Documento.

· · · · · · ·

Es apabullante la heterogeneidad del archivo de Vázquez Almanza: programas de televisión como El Chavo del Ocho o El Chapulín Colorado, películas de Alberto Isaac, Felipe Cazals y Alejandro Pelayo, canciones de Eugenia León, Betsy Pecanins y Cecilia Toussaint, exposiciones de Guillermo Gómez Peña, Daniela Rossell o Gabriel Orozco, ensayos de Carlos Fuentes, Gabriel Zaid o Enrique Krauze, crónicas de Carlos Monsiváis, Elena Poniatowska o Juan Villoro. Con base en él responde a una certeza que, tal vez, debió plasmarse con más contundencia: la identidad no se discute únicamente en el campo intelectual.

También se fija la autora en las marcas constantes de la globalización en la cultura mexicana: desde las lecturas turbulentas de Francis Fukuyama y Samuel P. Huntington hasta el impacto de films como Trainspotting (1996) o American Beauty (1999). La desmesura informativa de este libro lo vuelve todo un documento donde leer dilemas de la identidad mexicana. Esa desmesura hace más persuasivo el argumento central de la investigadora: la identidad es una pregunta sin respuesta que se reformula al menor movimiento de la nación y del mundo.

· · · · · · ·

Registros del conjunto.
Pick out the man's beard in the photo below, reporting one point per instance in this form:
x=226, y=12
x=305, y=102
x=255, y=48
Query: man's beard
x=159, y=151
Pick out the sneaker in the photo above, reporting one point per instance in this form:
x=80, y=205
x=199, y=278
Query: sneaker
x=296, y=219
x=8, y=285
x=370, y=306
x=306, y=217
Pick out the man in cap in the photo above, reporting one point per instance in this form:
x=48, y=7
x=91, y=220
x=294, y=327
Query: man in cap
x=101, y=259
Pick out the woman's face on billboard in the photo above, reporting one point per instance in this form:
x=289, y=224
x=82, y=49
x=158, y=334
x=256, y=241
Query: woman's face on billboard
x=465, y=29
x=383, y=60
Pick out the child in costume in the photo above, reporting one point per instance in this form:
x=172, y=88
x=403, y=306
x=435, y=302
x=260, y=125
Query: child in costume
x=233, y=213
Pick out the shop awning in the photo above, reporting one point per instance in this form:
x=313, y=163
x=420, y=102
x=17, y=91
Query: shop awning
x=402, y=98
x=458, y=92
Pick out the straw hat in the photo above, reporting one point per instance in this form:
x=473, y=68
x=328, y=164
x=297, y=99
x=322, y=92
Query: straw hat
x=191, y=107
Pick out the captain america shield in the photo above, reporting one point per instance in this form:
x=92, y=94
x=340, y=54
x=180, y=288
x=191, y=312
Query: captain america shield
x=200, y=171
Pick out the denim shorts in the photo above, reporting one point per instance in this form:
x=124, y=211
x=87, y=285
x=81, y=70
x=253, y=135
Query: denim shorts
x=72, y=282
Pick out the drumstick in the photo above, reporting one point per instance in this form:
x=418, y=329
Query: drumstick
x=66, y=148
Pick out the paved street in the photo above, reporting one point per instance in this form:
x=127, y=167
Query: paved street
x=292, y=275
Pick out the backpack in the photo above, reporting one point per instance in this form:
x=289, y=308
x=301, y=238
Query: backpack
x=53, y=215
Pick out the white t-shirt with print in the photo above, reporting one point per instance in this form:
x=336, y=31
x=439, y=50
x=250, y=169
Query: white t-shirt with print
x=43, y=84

· · · · · · ·

Lista de tareas.
A. Traduzca al inglés esta oración del documento: "Esa desmesura hace más persuasivo el argumento central de la investigadora: la identidad es una pregunta sin respuesta que se reformula al menor movimiento de la nación y del mundo."
B. Conteste con base en el documento:
(i) ¿Qué programas de televisión se citan en el archivo de Vázquez Almanza?
(ii) ¿En qué campo, según el documento, no se discute únicamente la identidad?
(iii) ¿Qué años se indican para Trainspotting y American Beauty?
Para resolver, apóyese únicamente en el documento.

Respuestas por tarea.
A. That excess makes the researcher's central argument more persuasive: identity is a question without an answer that is reformulated at the slightest movement of the nation and of the world.

B.
(i) El Chavo del Ocho y El Chapulín Colorado.
(ii) En el campo intelectual.
(iii) 1996 para Trainspotting y 1999 para American Beauty.